Texte proposé:
Les belles maisons de pierre de ce village de la montagne de Kato, dans la province d’Hakkari ne sont plus que ruines. En 1994, comme tant d’autres villages de la province dans ces années là , le village de Marûnis (Kavakli de son nom turquifié) a été détruit par l’’armée turque, après avoir été vidé de sa population. Quelques décennies plus tôt l’armée française avait agi de même en Algérie.Et avec le même objectif : assécher la guérilla. Après celle du FLN, celle du PKK qui trouvait à se ravitailler dans ces villages.
C’est seulement à partir de 2002, avec la levée de l’état d’exception( OHAL) dans la province, que les villageois ont eu l’autorisation d’y revenir. Mais dans ce village de montagne, sans électricité, sans eau courante et bien sûr sans école et sans dispensaire, situé dans une zone où les heurts entre l’armée et le PKK restent fréquents, ils ne sont que deux à y vivre à nouveau dès que l’hiver prend fin rapporte les Yüksekova Haber, Deux hommes rejoints l’ été venu – je présume pendant les vacances scolaires – par une vingtaine de familles. Pümüs Kurt, est âgé de 72 ans. Depuis sa migration forcée sa famille vit dans un gecekondu d’Hakkari. Celle d’ Hursit Duman a trouvé refuge à Van dans la province voisine.

Enregistrements du jeu de données
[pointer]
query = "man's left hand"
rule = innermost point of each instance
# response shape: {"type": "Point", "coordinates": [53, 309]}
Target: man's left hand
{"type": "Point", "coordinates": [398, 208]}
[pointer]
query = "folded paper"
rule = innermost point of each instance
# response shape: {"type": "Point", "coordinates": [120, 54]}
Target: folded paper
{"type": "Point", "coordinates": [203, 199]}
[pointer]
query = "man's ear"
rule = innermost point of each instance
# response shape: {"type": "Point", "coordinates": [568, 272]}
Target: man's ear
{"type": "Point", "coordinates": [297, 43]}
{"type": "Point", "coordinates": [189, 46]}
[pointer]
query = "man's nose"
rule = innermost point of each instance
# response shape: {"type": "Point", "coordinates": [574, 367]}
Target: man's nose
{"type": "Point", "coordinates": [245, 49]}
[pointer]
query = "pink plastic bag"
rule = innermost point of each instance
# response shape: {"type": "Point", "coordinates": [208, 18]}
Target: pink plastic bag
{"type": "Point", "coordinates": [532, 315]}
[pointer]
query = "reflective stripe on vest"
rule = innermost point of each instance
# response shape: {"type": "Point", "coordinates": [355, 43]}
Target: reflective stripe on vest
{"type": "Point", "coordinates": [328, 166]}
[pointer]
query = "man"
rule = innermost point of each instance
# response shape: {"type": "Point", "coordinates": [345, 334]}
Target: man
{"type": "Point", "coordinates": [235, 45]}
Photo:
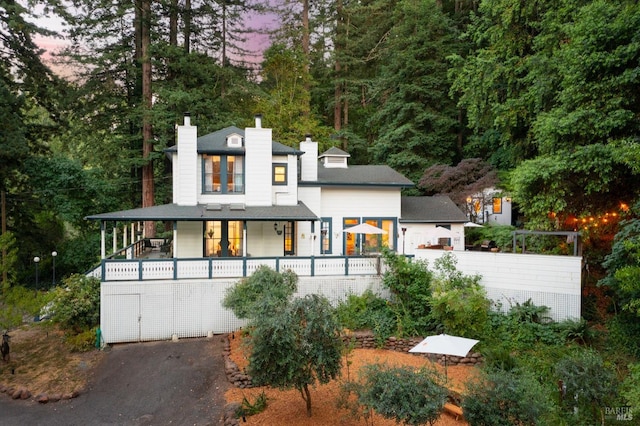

À faire:
**1.** Traduisez en anglais cette phrase du texte sur le village de Marûnis : « Les belles maisons de pierre de ce village de la montagne de Kato, dans la province d’Hakkari ne sont plus que ruines. »
**2.** Poursuivez le texte sur le village de Marûnis à partir de sa dernière phrase.
La liste n’intervient pas dans ce travail.

Résultats:
**1.** The beautiful stone houses of this village in the Kato mountains, in Hakkari province, are now nothing but ruins.

**2.**
Dans ce village où l’élevage était la principale ressource, ils se contentent aujourd’hui de cultiver un potager et la vigne. En échouant dans les chefs- lieux de province, ils avaient du vendre leurs troupeaux.
Ils ne disent pas dans quelles conditions, mais forcément à la va vite. Il était impossible de conserver son troupeau dans les camps de tentes où les réfugiés s’entassaient, été comme hiver. Et certains ont bien profité de leur détresse. Un ancien réfugié me racontait comment il avait fait confiance à un négociant venu de Diyarbakir, « j’arrivais du village, j’étais « cahil », ignorant » . Plongé brutalement dans un univers où il avait perdu ses repères plutôt. Et l’acheteur en avait profité pour mettre la main sur son troupeau en promettant d’apporter l’argent les jours suivants. Il n’était jamais revenu. Une autre fois c’était le commandant qui promettait de se charger de la récolte d’arbres fruitiers aux villageois qu’il venait d’expulser de leur village…et qui gardait pour lui l’argent de la récolte.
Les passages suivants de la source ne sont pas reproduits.